▸ WHAT IS NEEDED: Please return every one of the rows below word for word, leaving the pictures out.

▸ INPUT:
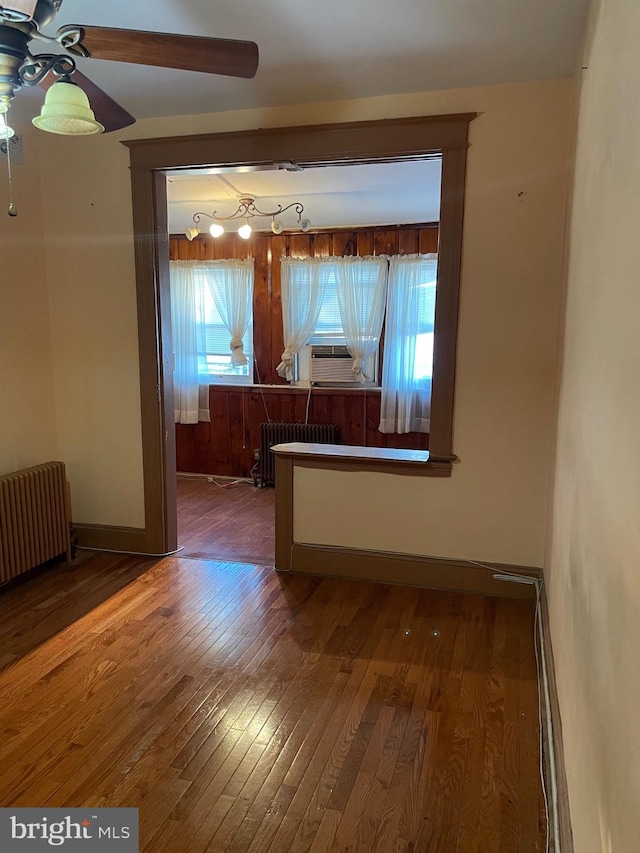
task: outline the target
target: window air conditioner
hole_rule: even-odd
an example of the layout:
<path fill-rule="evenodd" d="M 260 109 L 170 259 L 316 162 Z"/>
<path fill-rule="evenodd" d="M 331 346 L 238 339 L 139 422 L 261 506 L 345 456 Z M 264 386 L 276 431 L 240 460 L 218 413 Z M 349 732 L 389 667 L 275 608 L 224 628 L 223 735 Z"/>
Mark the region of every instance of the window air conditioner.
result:
<path fill-rule="evenodd" d="M 311 345 L 312 385 L 354 385 L 353 358 L 345 346 Z"/>

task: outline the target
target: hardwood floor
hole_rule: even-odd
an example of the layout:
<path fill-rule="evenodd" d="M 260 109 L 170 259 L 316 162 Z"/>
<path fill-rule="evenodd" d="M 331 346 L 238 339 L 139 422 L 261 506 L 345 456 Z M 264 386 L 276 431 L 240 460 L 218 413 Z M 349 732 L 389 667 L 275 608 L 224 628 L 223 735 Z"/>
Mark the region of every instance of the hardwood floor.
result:
<path fill-rule="evenodd" d="M 178 477 L 177 497 L 180 556 L 273 566 L 275 489 Z"/>
<path fill-rule="evenodd" d="M 544 849 L 528 602 L 99 555 L 0 616 L 2 806 L 138 807 L 147 853 Z"/>

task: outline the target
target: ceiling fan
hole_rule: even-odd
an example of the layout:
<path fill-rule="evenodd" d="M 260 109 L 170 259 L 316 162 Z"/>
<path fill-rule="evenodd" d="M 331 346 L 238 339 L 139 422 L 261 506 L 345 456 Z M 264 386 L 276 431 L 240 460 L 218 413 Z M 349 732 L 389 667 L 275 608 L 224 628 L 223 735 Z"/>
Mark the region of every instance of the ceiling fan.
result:
<path fill-rule="evenodd" d="M 4 118 L 2 114 L 7 112 L 12 98 L 22 86 L 40 85 L 49 90 L 41 116 L 34 119 L 34 124 L 42 130 L 53 133 L 95 133 L 103 129 L 106 132 L 120 130 L 133 124 L 135 118 L 124 107 L 77 70 L 74 56 L 229 77 L 253 77 L 257 71 L 258 46 L 250 41 L 78 24 L 67 24 L 60 27 L 54 36 L 47 36 L 41 30 L 55 18 L 62 2 L 0 0 L 1 118 Z M 49 50 L 62 48 L 66 53 L 38 54 L 32 51 L 33 43 L 48 44 Z M 71 86 L 63 86 L 61 89 L 59 84 L 65 83 Z M 84 95 L 78 90 L 82 90 Z M 66 107 L 64 99 L 69 95 L 73 103 Z M 86 103 L 87 98 L 90 108 Z M 61 105 L 61 102 L 64 104 Z M 78 111 L 87 108 L 89 116 L 83 130 L 83 119 Z M 55 120 L 60 109 L 63 112 L 66 110 L 66 123 Z M 92 119 L 94 125 L 91 124 Z M 66 130 L 63 129 L 65 127 Z"/>

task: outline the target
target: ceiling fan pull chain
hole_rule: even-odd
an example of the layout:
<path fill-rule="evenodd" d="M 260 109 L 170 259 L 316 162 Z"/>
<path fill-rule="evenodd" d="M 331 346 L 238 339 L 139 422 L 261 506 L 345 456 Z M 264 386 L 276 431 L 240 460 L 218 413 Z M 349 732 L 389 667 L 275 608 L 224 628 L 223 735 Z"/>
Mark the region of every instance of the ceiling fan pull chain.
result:
<path fill-rule="evenodd" d="M 9 216 L 17 216 L 18 209 L 13 203 L 13 174 L 11 172 L 11 140 L 7 139 L 7 175 L 9 178 L 9 208 L 7 213 Z"/>

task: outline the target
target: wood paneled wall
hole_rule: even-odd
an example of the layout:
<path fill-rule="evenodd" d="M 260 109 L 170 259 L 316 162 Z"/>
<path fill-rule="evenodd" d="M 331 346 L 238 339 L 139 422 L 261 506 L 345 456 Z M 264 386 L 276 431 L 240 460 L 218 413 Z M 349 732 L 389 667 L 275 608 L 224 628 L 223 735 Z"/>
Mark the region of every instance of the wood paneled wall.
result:
<path fill-rule="evenodd" d="M 260 424 L 272 421 L 332 423 L 344 444 L 370 447 L 427 449 L 423 433 L 384 435 L 378 432 L 379 391 L 360 389 L 292 388 L 278 376 L 282 338 L 281 257 L 331 255 L 396 255 L 436 252 L 437 224 L 322 231 L 307 234 L 254 233 L 242 240 L 235 233 L 214 240 L 202 234 L 170 240 L 172 260 L 255 258 L 253 337 L 255 376 L 270 387 L 212 385 L 209 388 L 211 423 L 176 424 L 179 471 L 246 477 L 260 446 Z"/>

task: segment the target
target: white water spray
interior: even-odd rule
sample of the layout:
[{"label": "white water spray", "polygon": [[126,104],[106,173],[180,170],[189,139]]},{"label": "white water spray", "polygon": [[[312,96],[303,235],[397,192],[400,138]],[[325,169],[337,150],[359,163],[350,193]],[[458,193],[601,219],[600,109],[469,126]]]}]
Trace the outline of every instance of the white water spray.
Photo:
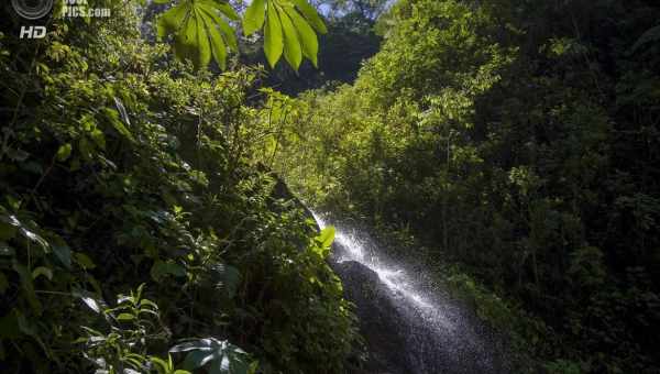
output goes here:
[{"label": "white water spray", "polygon": [[[312,211],[312,216],[321,229],[328,224],[321,216]],[[428,295],[415,286],[414,279],[406,271],[397,268],[394,264],[387,264],[376,252],[373,243],[364,238],[359,238],[355,231],[344,232],[337,230],[334,241],[344,249],[337,253],[338,262],[355,261],[371,271],[375,272],[381,282],[383,282],[396,296],[405,302],[414,306],[429,321],[429,327],[442,329],[442,333],[453,333],[455,322],[451,321],[444,311],[433,305]]]},{"label": "white water spray", "polygon": [[[312,212],[312,216],[321,229],[328,226],[321,215]],[[497,367],[499,364],[494,364],[487,338],[484,330],[477,328],[480,323],[475,323],[474,317],[466,317],[470,312],[466,312],[465,308],[442,293],[441,287],[429,284],[429,278],[424,276],[424,272],[411,271],[404,264],[389,261],[369,234],[350,226],[336,227],[334,241],[337,245],[332,261],[340,268],[342,265],[350,265],[350,262],[358,263],[366,271],[375,273],[383,285],[384,294],[376,296],[376,299],[356,296],[365,308],[362,310],[375,314],[363,315],[362,318],[366,319],[364,322],[369,326],[378,326],[376,332],[370,330],[373,344],[376,344],[376,348],[381,346],[378,358],[392,355],[391,350],[402,350],[406,364],[405,369],[398,370],[415,374],[508,372]],[[346,280],[355,282],[350,279],[349,277]],[[361,287],[354,283],[349,283],[348,286],[353,290]],[[383,295],[389,301],[380,298]],[[380,306],[378,302],[393,305],[396,310],[382,309],[383,305]],[[383,314],[383,310],[387,312]],[[371,324],[370,318],[374,318]],[[389,320],[385,326],[392,331],[378,330],[383,327],[378,324],[382,319]],[[387,336],[389,333],[392,336]],[[387,345],[388,338],[383,337],[403,337],[404,341],[396,340],[400,345],[394,348]],[[387,351],[384,352],[383,346],[387,346]]]}]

▸ CORRECT RESPONSE:
task: outline the target
target: window air conditioner
hole_rule: even-odd
an example of the layout:
<path fill-rule="evenodd" d="M 260 109 L 170 259 L 316 162 Z"/>
<path fill-rule="evenodd" d="M 331 346 L 238 339 L 139 422 L 261 506 L 345 456 Z M 264 386 L 276 431 L 240 460 L 218 413 Z M 349 732 L 389 667 L 275 608 L 224 628 L 223 735 Z"/>
Mark the region of every instance of the window air conditioner.
result:
<path fill-rule="evenodd" d="M 311 345 L 312 385 L 354 385 L 353 358 L 345 346 Z"/>

task: outline the target
target: hardwood floor
hole_rule: even-odd
an example of the layout:
<path fill-rule="evenodd" d="M 260 109 L 170 259 L 316 162 Z"/>
<path fill-rule="evenodd" d="M 331 346 L 238 339 L 139 422 L 261 506 L 345 456 Z M 264 386 L 276 431 L 240 460 L 218 413 Z M 349 732 L 389 667 L 275 608 L 224 628 L 223 735 Z"/>
Mark the region of every instance of the hardwood floor.
result:
<path fill-rule="evenodd" d="M 178 477 L 177 497 L 180 556 L 273 566 L 275 489 Z"/>
<path fill-rule="evenodd" d="M 544 849 L 528 602 L 99 555 L 0 616 L 2 806 L 138 807 L 147 853 Z"/>

task: outline the target
target: ceiling fan
hole_rule: even-odd
an example of the layout:
<path fill-rule="evenodd" d="M 260 109 L 170 259 L 316 162 Z"/>
<path fill-rule="evenodd" d="M 331 346 L 238 339 L 139 422 L 261 506 L 345 456 Z M 264 386 L 276 431 L 240 460 L 218 413 Z M 349 732 L 389 667 L 275 608 L 224 628 L 223 735 Z"/>
Mark the region of every instance of the ceiling fan.
result:
<path fill-rule="evenodd" d="M 4 118 L 2 114 L 7 112 L 12 98 L 22 86 L 40 85 L 49 90 L 41 116 L 34 119 L 34 124 L 42 130 L 53 133 L 95 133 L 103 129 L 106 132 L 120 130 L 133 124 L 135 118 L 124 107 L 77 70 L 74 56 L 229 77 L 253 77 L 257 71 L 258 46 L 250 41 L 78 24 L 67 24 L 60 27 L 54 36 L 47 36 L 41 30 L 55 18 L 62 2 L 0 0 L 1 118 Z M 49 50 L 62 48 L 66 53 L 38 54 L 32 51 L 33 43 L 48 44 Z M 71 86 L 63 86 L 61 89 L 59 84 L 65 83 Z M 84 95 L 78 90 L 82 90 Z M 66 107 L 64 99 L 69 95 L 73 103 Z M 86 103 L 87 98 L 90 108 Z M 61 105 L 61 102 L 64 104 Z M 78 111 L 87 108 L 89 116 L 83 130 L 83 119 Z M 55 120 L 60 109 L 63 112 L 66 110 L 66 123 Z M 92 119 L 94 125 L 91 124 Z M 66 130 L 63 129 L 65 127 Z"/>

task: outline the target
target: ceiling fan pull chain
hole_rule: even-odd
an example of the layout:
<path fill-rule="evenodd" d="M 260 109 L 170 259 L 316 162 Z"/>
<path fill-rule="evenodd" d="M 331 346 L 238 339 L 139 422 L 261 506 L 345 456 Z M 264 386 L 276 431 L 240 460 L 218 413 Z M 349 732 L 389 667 L 275 608 L 224 628 L 223 735 Z"/>
Mark the region of every instance of the ceiling fan pull chain.
result:
<path fill-rule="evenodd" d="M 9 216 L 17 216 L 18 209 L 13 203 L 13 174 L 11 172 L 11 140 L 7 139 L 7 175 L 9 178 L 9 208 L 7 213 Z"/>

task: outline the target
target: wood paneled wall
hole_rule: even-odd
an example of the layout:
<path fill-rule="evenodd" d="M 260 109 L 170 259 L 316 162 Z"/>
<path fill-rule="evenodd" d="M 331 346 L 238 339 L 139 422 L 261 506 L 345 456 Z M 264 386 L 276 431 L 240 460 L 218 413 Z M 349 732 L 389 667 L 275 608 L 224 628 L 223 735 Z"/>
Mark the region of every instance of the wood paneled wall.
result:
<path fill-rule="evenodd" d="M 260 424 L 272 421 L 332 423 L 344 444 L 370 447 L 427 449 L 423 433 L 384 435 L 378 432 L 379 391 L 360 389 L 292 388 L 278 376 L 282 338 L 281 257 L 331 255 L 396 255 L 436 252 L 437 224 L 322 231 L 307 234 L 254 233 L 242 240 L 235 233 L 214 240 L 202 234 L 170 240 L 172 260 L 255 258 L 253 337 L 255 376 L 270 387 L 212 385 L 209 388 L 211 423 L 176 424 L 179 471 L 246 477 L 260 446 Z"/>

task: segment the target
target: white water spray
interior: even-odd rule
sample of the layout:
[{"label": "white water spray", "polygon": [[126,104],[106,173],[180,170],[189,139]]},{"label": "white water spray", "polygon": [[[312,96],[303,235],[397,192],[400,138]],[[325,169],[337,150],[359,163],[350,193]],[[458,193],[601,219],[600,109],[469,126]]]}]
Trace the outline of every instance of the white water spray.
Photo:
output goes here:
[{"label": "white water spray", "polygon": [[[312,211],[312,216],[321,229],[328,224],[321,216]],[[428,295],[415,286],[414,279],[406,271],[397,268],[394,264],[387,264],[376,252],[373,243],[364,238],[359,238],[355,231],[344,232],[337,230],[334,241],[344,249],[337,253],[338,262],[355,261],[371,271],[375,272],[381,282],[383,282],[396,296],[405,302],[414,306],[429,321],[429,327],[442,329],[442,333],[453,333],[455,322],[451,321],[444,311],[433,305]]]},{"label": "white water spray", "polygon": [[[312,212],[312,216],[321,229],[328,226],[321,215]],[[497,367],[499,364],[494,364],[487,338],[484,330],[477,328],[480,323],[475,323],[474,317],[466,317],[470,312],[466,312],[465,308],[442,293],[441,287],[429,284],[429,278],[424,276],[424,272],[411,271],[404,264],[389,261],[369,234],[350,226],[336,227],[334,241],[337,245],[332,261],[340,268],[342,265],[350,265],[350,262],[358,263],[366,271],[375,273],[383,285],[384,294],[376,296],[376,299],[356,296],[365,308],[362,310],[375,314],[363,315],[362,318],[366,319],[364,322],[369,326],[378,326],[376,332],[370,330],[373,344],[376,344],[376,348],[381,346],[378,358],[392,355],[391,350],[402,350],[406,364],[405,369],[398,370],[415,374],[508,372]],[[346,280],[355,282],[350,279],[349,277]],[[361,287],[354,283],[349,283],[348,286],[353,290]],[[383,295],[389,301],[380,298]],[[380,306],[378,302],[393,305],[396,310],[382,309],[383,305]],[[383,314],[383,310],[387,312]],[[371,324],[370,318],[374,318]],[[389,320],[385,326],[392,331],[378,330],[383,327],[378,324],[382,319]],[[387,336],[389,333],[392,336]],[[387,345],[388,338],[383,337],[403,337],[404,341],[396,340],[400,345],[394,348]],[[387,351],[384,352],[383,346],[387,346]]]}]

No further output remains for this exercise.